Position annotation data:
※ ※ ※

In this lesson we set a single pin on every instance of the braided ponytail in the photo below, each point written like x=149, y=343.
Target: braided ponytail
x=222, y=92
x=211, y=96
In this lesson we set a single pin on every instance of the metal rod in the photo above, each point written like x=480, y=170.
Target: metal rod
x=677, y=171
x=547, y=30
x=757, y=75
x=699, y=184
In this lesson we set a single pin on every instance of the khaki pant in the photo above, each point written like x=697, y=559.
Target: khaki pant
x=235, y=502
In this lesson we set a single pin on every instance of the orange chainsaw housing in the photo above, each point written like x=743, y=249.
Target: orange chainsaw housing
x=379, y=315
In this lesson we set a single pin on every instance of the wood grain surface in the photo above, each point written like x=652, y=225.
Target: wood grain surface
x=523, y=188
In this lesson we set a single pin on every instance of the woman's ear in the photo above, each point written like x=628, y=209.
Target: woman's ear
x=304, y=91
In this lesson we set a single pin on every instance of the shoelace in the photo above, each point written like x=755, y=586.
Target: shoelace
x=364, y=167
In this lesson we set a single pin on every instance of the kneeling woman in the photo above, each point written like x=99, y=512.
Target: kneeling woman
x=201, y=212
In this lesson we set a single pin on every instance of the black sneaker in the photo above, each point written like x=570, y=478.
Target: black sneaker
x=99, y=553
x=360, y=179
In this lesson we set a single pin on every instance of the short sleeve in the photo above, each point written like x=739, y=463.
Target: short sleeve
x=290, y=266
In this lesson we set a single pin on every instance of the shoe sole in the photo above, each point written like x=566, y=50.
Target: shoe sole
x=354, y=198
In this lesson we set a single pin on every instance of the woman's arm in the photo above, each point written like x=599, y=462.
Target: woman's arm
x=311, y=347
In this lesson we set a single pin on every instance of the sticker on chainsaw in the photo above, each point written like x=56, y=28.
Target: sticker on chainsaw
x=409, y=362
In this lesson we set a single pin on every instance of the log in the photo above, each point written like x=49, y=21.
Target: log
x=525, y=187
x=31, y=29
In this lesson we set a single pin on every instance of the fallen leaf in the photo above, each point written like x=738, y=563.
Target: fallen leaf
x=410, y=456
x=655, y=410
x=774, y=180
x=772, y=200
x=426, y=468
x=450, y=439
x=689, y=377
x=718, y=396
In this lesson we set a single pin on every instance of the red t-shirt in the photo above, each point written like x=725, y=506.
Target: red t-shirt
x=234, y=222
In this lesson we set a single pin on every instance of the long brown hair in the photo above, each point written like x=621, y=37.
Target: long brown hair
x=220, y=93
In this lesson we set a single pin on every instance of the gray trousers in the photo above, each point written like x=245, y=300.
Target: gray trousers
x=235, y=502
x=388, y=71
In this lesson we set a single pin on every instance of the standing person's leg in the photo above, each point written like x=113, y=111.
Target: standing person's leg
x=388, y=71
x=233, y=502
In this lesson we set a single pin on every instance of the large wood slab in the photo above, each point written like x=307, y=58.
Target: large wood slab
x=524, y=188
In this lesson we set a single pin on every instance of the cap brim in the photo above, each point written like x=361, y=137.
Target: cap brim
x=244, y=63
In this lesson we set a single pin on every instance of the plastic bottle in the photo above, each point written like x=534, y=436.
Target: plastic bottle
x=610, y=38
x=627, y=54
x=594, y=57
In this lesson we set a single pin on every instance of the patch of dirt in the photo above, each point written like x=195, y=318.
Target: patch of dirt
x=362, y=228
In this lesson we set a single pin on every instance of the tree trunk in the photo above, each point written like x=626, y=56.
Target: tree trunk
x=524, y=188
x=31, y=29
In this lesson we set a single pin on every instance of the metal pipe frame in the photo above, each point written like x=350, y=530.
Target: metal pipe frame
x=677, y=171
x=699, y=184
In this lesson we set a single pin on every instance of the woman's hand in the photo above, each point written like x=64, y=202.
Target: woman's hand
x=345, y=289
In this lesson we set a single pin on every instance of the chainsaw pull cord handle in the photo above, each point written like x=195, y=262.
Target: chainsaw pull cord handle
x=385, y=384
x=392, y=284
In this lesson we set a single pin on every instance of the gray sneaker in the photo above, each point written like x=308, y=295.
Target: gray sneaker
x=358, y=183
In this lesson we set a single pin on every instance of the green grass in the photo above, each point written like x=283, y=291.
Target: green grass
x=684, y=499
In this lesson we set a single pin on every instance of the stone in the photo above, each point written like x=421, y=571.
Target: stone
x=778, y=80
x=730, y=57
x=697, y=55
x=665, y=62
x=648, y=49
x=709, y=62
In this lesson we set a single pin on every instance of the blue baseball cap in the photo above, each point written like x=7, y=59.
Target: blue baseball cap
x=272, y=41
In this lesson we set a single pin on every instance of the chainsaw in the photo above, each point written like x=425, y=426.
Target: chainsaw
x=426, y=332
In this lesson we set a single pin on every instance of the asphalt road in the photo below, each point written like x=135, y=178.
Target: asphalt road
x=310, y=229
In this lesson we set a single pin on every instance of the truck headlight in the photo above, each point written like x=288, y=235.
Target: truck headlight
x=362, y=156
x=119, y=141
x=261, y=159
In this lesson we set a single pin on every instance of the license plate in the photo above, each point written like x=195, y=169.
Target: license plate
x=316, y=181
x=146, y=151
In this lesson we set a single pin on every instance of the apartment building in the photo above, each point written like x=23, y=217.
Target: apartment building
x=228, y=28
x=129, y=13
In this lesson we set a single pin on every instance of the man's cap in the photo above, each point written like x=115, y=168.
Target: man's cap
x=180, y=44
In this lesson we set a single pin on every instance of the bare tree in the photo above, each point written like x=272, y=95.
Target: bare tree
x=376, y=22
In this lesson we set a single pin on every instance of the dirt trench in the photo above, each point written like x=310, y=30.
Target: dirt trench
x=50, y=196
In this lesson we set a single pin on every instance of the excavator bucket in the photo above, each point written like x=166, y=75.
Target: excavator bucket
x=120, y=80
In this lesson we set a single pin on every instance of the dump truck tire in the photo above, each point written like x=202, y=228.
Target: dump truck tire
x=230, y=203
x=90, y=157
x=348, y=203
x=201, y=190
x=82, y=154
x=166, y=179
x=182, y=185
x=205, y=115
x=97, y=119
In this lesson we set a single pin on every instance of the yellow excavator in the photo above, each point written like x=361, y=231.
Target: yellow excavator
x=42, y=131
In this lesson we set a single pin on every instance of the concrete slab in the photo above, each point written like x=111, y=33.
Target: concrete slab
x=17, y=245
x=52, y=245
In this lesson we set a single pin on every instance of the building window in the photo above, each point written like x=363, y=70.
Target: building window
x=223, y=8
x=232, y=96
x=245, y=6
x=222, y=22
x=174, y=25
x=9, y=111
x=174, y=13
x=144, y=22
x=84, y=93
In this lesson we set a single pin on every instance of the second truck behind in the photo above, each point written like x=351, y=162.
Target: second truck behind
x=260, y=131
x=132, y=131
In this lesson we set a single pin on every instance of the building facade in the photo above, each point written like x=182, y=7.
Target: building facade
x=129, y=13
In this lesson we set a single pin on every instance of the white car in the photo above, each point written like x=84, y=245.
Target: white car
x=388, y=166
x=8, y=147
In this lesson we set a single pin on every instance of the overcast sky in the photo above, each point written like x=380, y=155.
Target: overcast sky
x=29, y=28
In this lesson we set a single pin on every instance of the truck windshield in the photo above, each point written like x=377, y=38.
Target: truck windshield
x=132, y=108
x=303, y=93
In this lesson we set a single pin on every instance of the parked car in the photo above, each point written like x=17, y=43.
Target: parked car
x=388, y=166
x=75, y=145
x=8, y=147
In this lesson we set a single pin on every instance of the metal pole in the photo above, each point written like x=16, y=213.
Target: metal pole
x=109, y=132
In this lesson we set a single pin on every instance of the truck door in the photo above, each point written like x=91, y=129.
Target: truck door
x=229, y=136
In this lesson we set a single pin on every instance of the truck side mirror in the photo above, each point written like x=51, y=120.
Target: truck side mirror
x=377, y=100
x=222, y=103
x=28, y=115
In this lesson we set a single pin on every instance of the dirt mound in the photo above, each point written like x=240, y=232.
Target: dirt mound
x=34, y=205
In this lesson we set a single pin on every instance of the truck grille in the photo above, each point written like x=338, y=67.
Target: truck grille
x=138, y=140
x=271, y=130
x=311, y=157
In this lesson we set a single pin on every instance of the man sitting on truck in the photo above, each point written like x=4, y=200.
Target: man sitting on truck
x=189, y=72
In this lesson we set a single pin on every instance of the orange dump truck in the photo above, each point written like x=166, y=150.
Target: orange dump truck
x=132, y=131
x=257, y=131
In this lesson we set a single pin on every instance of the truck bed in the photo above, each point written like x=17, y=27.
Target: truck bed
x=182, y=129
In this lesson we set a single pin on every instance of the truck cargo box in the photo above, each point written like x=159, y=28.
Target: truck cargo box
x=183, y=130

※ ※ ※

=== The request ===
Copy the data word for word, starting at the line that contains "like x=361, y=137." and ending at the line that contains "x=594, y=57". Include both of those lines.

=== Response ===
In this lesson we set a single pin on every instance of the cap brim in the photo above, each point written like x=361, y=137.
Target: cap brim
x=244, y=63
In this lesson we set a single pin on every instance of the plastic bottle in the photo above, each point written like x=534, y=436.
Target: plastic bottle
x=610, y=38
x=627, y=54
x=594, y=57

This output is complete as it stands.